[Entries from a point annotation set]
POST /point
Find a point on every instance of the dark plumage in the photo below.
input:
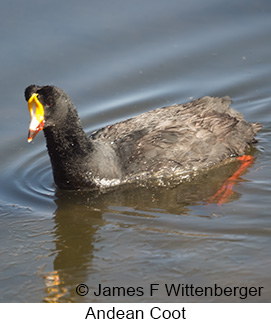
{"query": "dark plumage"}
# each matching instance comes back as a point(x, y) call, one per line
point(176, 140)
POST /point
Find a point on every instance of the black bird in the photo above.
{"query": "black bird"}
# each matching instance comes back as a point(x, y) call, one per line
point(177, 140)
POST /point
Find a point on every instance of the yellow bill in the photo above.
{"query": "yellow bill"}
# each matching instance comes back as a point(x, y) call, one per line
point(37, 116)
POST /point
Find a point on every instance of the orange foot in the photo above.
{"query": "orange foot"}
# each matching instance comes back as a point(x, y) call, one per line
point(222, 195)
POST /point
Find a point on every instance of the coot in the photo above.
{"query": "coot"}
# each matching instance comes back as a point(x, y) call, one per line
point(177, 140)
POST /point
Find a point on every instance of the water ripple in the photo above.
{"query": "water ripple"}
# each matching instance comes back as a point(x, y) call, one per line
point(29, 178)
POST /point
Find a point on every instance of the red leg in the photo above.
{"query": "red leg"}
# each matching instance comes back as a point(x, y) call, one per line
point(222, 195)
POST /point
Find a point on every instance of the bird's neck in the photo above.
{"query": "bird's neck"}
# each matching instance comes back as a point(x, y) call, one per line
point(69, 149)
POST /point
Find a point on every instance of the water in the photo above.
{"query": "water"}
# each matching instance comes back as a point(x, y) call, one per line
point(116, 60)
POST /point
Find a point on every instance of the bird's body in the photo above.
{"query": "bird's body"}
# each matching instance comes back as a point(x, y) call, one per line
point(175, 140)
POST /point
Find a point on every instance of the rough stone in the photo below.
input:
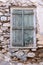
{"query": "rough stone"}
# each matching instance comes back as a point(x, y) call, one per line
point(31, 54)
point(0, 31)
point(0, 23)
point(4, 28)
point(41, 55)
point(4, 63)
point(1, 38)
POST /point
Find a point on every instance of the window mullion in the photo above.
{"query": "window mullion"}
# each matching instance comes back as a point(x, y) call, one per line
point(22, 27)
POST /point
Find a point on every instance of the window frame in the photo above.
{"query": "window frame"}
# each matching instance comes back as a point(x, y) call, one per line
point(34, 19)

## Directive
Please copy every line of the entries above without any change, leaving out the pictures.

## The result
POST /point
Find a point on every instance of the dark plumage in the photo below.
input:
{"query": "dark plumage"}
# each matching instance comes back as a point(x, y) call, one per line
point(176, 140)
POST /point
Find a point on every instance of the black bird in the photo above.
{"query": "black bird"}
# each matching instance comes back as a point(x, y) call, one per line
point(177, 140)
POST /point
Find a point on every instance of the yellow bill in the photo above.
{"query": "yellow bill"}
# each matching instance comes back as a point(x, y) call, one per line
point(37, 116)
POST /point
Find a point on every instance of the orange foot in the photo above.
{"query": "orange foot"}
# each matching instance comes back as a point(x, y) call, one per line
point(222, 195)
POST /point
Find a point on every instance of the coot in the photo above.
{"query": "coot"}
# each matching instance comes back as a point(x, y) call, one per line
point(177, 140)
POST /point
Find a point on every instance of the water ripple in the photo above.
{"query": "water ripple"}
# each matching instance comes back as a point(x, y) call, one per line
point(29, 178)
POST /point
Find a point on every instance of the red leg in the photo above.
{"query": "red leg"}
# each matching instance comes back as a point(x, y) call, one per line
point(222, 195)
POST /point
Find a point on every instance of the bird's neck in the photo above.
{"query": "bird's neck"}
# each matching instance comes back as a point(x, y) call, one per line
point(69, 149)
POST /point
Find a point on every instance of the water in the photo above.
{"query": "water"}
# each matching instance comes back as a point(x, y) call, one per line
point(116, 60)
POST /point
Find a point on every instance of the bird's body in the photo above.
{"query": "bird's body"}
# each matching instance comes back as a point(x, y) call, one per line
point(175, 140)
POST /point
Find a point on every instance of the rough stone in the photo below.
input:
{"query": "rough stone"}
# each matching instance comes back as a point(x, y) call, one per line
point(31, 54)
point(0, 31)
point(0, 23)
point(4, 28)
point(41, 55)
point(4, 63)
point(1, 38)
POST /point
Find a point on every instance of the window mullion in the photo above.
{"query": "window mullion"}
# each matching instance comes back as a point(x, y) call, one per line
point(22, 27)
POST /point
Find a point on every instance of the window frame in the photo above.
{"query": "window frame"}
# each matching instance comes back as a point(x, y) call, one per line
point(34, 19)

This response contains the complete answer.